Written problem 1 | How many lines in the entries contain the string "watermelon"? Reply with the number alone.

Source text |
• • •

If $\phi$ is atomic of the form $\phi=(t \approx u)$, then 
the relation defined by $\phi$ is of the form $R_\phi(n) 
\leftrightarrow (f_t(n)=f_u(n))$ is primitive recursive. The same is true
if $\phi=(t < u)$ as the relation $<$ is easily primitive recursive. 

If $R_1$, $R_2$ are primitive recursive, then so is $R=R_1 \cap R_2$ 
since $\chi_R(n)=\chi_{R_1}(n) \cdot \chi_{R_2}(n)$. The same is easily
also true for unions and complements. 

Suppose now $R(n) \leftrightarrow \exists m \leq n\ S(n,m)$
where $S$ is recursive (or primitive recursive). 
Define $R'(n,k) \leftrightarrow \exists m \leq k \ S(n,m)$. 
Then $\chi_{R'}(n,0)= \chi_S(n,0)$, and for $k>0$ 
$\chi_{R'}(n,k)= \sg(\chi_{R'}(n,k-1)+ \chi_S(n,k))$, and so 
$\chi_{R'}$ is recursive (or primitive recursive) by closure under
primitive recursion. Since $\chi_R(n)=\chi_{R'}(n,n)$ we also
have that $R$ is (primitive) recursive.
\end{proof}



The proof of the previous lemma actually shows a bit more.

\begin{lem}
If $S(n,m)$ is recursive and $f \colon \omega \to \omega$ is recursive, then
$R(n) \leftrightarrow \exists m \leq f(n) \ S(n,m)$ is recursive. 
Likewise, if $S$ and $f$ are primitive recursive, then $R$ is 
primitive recursive.
\end{lem}


\begin{proof}
Define $R'(n,k) \leftrightarrow \exists m \leq f(k)\ S(n,m)$.

• • •

Supplied entries |

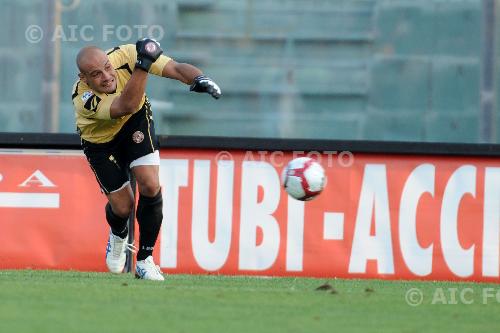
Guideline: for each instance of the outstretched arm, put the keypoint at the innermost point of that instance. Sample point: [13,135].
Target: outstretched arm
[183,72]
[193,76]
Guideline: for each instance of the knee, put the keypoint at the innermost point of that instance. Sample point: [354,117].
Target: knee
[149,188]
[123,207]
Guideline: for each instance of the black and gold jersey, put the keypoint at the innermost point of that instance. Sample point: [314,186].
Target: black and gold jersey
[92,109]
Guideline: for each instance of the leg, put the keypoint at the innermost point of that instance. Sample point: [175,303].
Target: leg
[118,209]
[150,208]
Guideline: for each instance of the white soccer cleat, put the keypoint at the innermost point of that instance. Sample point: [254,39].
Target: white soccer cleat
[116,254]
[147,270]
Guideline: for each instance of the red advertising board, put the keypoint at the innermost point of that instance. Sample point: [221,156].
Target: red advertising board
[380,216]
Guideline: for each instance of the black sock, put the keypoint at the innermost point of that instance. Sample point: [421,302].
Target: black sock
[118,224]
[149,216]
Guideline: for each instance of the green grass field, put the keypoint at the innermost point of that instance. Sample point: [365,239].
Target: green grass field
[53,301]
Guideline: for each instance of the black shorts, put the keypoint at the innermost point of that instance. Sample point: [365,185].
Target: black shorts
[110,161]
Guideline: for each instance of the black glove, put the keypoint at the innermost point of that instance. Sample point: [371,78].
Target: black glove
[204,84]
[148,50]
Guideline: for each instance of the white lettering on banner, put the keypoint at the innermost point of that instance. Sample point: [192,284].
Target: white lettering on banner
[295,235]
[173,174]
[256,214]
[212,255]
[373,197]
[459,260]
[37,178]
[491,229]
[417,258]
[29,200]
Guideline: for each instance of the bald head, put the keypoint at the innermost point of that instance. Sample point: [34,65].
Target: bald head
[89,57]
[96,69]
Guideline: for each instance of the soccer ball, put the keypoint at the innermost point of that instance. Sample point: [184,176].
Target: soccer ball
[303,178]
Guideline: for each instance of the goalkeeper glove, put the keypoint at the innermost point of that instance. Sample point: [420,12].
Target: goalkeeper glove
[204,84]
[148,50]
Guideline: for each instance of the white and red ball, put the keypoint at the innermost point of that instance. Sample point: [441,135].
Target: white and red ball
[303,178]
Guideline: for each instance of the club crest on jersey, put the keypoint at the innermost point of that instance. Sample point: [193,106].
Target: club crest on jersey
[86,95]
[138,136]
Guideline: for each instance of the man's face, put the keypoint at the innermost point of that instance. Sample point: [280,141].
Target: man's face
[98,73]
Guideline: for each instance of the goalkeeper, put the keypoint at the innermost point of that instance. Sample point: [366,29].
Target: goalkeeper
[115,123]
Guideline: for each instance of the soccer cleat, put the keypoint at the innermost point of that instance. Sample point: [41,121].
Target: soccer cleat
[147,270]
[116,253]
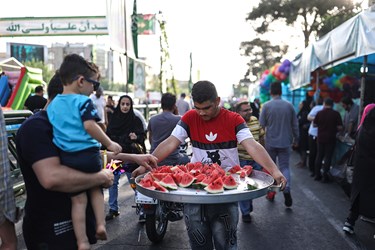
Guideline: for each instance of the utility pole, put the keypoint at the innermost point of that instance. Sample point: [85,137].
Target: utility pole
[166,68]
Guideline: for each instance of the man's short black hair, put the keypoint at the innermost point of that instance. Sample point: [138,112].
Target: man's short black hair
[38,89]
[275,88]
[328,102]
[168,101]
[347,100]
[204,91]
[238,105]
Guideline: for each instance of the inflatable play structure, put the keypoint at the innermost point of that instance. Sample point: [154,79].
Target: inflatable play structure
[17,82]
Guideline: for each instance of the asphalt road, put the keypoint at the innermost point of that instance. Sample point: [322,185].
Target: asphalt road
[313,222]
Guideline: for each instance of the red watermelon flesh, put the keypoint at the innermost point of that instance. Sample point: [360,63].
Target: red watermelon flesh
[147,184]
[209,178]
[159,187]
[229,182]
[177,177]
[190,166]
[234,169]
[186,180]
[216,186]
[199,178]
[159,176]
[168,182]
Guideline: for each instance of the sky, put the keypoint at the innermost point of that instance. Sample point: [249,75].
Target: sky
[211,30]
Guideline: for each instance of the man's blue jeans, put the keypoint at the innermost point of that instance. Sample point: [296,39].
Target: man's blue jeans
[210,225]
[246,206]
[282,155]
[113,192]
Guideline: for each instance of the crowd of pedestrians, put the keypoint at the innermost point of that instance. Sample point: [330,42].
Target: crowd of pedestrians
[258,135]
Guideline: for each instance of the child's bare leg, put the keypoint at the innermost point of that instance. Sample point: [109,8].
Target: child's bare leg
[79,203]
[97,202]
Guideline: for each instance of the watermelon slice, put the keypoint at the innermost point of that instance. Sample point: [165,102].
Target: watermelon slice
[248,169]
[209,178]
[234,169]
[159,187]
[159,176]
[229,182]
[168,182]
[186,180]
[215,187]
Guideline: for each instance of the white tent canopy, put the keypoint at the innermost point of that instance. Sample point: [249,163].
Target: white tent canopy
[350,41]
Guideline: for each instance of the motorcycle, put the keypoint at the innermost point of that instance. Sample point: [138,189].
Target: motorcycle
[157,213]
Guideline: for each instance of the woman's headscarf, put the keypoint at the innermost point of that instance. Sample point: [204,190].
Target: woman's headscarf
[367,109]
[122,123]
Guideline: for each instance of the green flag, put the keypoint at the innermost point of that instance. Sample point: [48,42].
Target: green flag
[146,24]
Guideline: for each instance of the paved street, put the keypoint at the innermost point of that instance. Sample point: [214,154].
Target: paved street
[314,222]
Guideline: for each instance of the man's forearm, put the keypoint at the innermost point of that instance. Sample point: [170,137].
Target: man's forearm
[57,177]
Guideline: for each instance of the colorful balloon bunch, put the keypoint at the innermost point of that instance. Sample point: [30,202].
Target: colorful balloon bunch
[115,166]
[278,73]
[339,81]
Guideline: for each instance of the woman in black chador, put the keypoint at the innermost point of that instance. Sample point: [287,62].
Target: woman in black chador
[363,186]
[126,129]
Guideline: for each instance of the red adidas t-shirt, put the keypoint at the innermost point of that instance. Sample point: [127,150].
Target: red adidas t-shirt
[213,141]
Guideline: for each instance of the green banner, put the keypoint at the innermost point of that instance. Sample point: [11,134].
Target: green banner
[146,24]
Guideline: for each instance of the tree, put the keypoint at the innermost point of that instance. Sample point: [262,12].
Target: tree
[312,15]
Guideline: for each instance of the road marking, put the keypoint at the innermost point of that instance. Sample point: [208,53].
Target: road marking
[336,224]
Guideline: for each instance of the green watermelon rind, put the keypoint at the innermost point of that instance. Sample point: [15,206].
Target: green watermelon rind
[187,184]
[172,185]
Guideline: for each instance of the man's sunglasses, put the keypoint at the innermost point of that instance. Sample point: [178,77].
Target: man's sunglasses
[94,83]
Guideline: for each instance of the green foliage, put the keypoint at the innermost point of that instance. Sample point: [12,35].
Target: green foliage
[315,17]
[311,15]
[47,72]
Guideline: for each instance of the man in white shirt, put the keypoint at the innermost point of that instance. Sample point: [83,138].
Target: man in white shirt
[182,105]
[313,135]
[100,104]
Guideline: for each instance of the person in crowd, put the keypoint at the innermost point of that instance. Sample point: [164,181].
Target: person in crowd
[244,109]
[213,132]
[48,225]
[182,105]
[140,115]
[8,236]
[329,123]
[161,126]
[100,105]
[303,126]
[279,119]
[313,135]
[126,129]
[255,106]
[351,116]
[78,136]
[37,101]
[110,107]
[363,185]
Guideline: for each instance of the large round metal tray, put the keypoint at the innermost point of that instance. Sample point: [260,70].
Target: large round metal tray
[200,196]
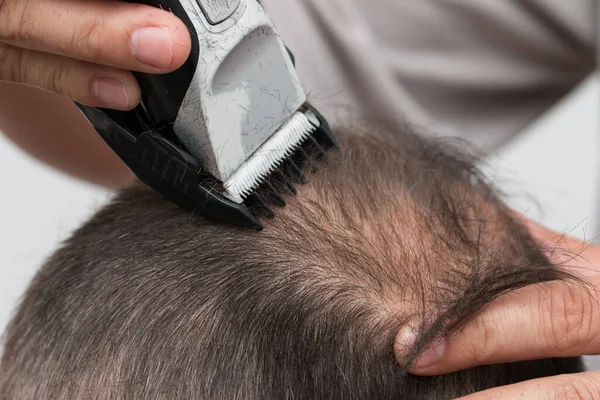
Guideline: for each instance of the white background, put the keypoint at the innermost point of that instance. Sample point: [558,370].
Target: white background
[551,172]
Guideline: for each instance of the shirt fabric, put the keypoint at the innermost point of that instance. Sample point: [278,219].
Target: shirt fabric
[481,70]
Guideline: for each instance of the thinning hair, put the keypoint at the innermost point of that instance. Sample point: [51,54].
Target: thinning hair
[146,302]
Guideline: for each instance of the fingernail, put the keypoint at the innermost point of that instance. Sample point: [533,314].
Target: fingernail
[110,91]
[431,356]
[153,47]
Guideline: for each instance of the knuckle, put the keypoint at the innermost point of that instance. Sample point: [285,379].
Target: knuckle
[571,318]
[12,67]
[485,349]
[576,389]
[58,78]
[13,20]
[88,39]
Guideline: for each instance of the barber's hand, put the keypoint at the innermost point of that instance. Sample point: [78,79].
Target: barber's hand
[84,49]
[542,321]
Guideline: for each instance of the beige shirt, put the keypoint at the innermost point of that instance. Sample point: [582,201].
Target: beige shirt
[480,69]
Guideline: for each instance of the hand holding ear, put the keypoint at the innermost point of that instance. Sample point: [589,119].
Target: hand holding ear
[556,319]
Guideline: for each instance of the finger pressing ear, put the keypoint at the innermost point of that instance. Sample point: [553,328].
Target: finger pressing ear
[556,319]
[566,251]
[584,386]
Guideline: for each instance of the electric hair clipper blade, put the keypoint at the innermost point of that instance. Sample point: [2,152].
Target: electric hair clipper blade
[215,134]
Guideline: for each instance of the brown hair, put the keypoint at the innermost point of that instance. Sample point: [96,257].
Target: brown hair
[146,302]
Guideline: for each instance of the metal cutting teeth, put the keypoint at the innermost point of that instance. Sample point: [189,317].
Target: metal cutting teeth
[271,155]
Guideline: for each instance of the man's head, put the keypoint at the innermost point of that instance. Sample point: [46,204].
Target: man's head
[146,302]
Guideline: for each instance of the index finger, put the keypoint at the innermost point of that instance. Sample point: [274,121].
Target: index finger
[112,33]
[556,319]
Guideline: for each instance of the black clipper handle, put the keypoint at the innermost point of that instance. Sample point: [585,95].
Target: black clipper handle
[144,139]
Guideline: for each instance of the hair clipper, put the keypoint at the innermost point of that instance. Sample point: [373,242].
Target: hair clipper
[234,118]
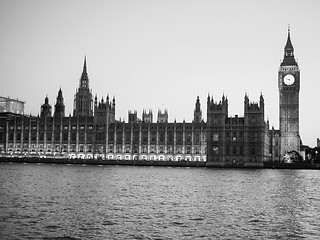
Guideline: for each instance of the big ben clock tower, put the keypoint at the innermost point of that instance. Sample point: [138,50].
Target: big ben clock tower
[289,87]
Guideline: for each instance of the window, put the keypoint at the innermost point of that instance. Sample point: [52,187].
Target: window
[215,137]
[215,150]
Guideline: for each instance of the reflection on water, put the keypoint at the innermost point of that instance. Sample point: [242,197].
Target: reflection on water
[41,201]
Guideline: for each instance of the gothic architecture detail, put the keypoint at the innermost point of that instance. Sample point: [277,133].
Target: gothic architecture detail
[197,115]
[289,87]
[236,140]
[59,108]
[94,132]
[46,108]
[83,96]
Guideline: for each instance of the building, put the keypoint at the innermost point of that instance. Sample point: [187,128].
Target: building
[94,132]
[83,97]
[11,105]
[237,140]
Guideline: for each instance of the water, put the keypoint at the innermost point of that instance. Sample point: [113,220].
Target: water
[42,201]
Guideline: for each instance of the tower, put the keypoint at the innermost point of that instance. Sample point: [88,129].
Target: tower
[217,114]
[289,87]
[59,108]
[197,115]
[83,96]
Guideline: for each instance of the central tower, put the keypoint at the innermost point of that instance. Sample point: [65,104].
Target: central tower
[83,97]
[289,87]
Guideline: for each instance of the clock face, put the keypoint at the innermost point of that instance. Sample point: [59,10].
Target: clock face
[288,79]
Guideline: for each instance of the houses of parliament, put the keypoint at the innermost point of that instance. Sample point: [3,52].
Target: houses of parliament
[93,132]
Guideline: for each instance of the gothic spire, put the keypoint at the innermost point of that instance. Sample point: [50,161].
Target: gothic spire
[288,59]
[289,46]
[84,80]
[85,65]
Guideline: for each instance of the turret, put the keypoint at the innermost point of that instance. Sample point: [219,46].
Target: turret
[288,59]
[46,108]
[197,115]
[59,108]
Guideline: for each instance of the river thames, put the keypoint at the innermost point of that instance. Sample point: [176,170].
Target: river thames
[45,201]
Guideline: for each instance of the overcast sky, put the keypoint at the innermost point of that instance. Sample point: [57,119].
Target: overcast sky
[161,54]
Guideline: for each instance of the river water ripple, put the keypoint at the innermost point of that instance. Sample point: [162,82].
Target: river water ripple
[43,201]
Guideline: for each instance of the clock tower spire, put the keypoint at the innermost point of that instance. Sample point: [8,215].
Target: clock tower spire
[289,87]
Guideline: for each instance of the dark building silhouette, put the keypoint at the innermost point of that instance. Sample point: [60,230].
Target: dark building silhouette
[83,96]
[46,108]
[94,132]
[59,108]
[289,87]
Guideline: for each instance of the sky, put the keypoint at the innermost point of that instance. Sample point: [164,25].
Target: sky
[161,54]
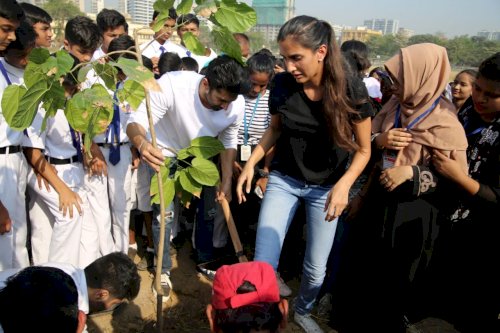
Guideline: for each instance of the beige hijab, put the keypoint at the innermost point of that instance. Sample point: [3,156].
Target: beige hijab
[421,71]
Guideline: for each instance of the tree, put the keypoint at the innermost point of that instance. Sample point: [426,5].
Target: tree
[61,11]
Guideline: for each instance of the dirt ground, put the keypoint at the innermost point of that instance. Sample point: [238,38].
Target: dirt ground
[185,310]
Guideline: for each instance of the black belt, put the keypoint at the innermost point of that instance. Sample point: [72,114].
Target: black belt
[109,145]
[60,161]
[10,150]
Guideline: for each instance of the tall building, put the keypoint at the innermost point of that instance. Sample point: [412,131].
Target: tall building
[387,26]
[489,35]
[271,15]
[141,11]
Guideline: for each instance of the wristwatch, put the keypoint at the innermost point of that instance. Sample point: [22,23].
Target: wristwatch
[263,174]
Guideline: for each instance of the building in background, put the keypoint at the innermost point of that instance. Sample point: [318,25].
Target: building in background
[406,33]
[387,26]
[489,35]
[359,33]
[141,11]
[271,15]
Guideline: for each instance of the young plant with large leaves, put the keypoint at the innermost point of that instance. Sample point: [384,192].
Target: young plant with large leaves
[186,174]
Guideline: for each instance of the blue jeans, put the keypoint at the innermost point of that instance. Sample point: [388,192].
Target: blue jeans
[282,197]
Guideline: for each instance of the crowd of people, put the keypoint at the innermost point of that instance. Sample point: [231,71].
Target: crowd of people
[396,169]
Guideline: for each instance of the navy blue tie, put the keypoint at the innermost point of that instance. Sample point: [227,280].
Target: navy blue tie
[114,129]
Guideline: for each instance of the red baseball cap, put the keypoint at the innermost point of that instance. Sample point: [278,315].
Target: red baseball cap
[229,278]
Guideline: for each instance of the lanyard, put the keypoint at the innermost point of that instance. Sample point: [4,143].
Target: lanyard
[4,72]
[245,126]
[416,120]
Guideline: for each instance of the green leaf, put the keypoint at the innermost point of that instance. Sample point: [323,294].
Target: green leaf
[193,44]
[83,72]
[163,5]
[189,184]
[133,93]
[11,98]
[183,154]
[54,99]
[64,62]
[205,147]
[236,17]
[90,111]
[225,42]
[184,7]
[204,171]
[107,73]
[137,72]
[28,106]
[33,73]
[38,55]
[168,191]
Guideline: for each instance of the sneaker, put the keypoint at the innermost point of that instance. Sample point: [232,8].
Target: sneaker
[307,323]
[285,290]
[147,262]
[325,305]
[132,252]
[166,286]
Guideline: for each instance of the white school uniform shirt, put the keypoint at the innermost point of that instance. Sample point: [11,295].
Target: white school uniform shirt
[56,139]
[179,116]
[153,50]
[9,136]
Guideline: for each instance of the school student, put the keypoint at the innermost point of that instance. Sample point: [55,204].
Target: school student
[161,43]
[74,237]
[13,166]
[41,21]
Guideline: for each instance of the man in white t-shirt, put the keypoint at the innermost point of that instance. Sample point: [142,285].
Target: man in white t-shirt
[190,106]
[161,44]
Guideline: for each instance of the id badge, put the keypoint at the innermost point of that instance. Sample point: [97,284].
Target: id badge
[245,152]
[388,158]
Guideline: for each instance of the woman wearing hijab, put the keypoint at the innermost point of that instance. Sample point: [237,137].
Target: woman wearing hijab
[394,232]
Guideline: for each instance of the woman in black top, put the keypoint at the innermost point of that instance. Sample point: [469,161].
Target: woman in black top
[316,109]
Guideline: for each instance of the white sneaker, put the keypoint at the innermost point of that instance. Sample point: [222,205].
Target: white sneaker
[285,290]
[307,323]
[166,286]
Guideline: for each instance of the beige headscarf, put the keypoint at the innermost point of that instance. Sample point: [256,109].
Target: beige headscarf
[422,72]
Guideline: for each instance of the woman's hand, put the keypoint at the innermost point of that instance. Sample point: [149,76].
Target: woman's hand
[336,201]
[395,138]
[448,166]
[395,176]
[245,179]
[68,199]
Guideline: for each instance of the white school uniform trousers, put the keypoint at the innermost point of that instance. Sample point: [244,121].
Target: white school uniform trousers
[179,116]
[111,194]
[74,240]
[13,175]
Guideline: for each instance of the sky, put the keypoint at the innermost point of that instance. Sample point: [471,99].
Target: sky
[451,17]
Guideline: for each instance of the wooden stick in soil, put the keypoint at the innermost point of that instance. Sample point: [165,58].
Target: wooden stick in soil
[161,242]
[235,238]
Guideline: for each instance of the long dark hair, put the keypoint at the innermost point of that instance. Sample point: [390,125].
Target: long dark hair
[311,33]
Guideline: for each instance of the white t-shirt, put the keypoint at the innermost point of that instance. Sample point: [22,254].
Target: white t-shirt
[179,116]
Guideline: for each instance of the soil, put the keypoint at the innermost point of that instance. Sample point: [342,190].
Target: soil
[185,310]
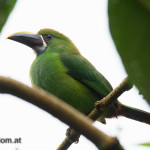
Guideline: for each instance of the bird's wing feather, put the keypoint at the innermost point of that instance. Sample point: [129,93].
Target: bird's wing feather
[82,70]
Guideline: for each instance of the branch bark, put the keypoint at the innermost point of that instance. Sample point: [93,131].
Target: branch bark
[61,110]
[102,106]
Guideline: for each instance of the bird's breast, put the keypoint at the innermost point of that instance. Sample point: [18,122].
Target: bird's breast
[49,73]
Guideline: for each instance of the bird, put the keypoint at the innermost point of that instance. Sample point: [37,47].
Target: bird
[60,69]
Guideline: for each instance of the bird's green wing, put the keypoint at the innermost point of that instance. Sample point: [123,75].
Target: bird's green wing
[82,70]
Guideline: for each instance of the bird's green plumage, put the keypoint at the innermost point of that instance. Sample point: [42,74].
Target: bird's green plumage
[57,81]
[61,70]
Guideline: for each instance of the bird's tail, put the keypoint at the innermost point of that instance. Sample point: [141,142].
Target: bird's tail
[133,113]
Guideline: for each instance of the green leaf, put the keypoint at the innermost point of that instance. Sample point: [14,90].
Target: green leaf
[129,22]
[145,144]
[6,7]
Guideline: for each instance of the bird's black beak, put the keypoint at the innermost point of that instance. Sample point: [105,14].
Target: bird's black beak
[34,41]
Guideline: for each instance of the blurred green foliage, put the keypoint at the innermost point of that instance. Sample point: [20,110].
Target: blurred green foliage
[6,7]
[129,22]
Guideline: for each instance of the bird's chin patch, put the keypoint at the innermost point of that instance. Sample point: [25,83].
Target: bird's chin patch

• • •

Written problem 2 |
Answer these questions from the passage on primitive recursive relations:
(a) For R = R_1 ∩ R_2, what expression gives χ_R(n)?
(b) What is χ_{R'}(n,0) set equal to in the bounded-quantifier argument?
(c) In the lemma, which two things must be recursive for R(n) ↔ ∃m ≤ f(n) S(n,m) to be recursive?

Task output 1 | 6

Task output 2 |
(a) χ_{R_1}(n) · χ_{R_2}(n)
(b) χ_S(n,0)
(c) S(n,m) and f: ω → ω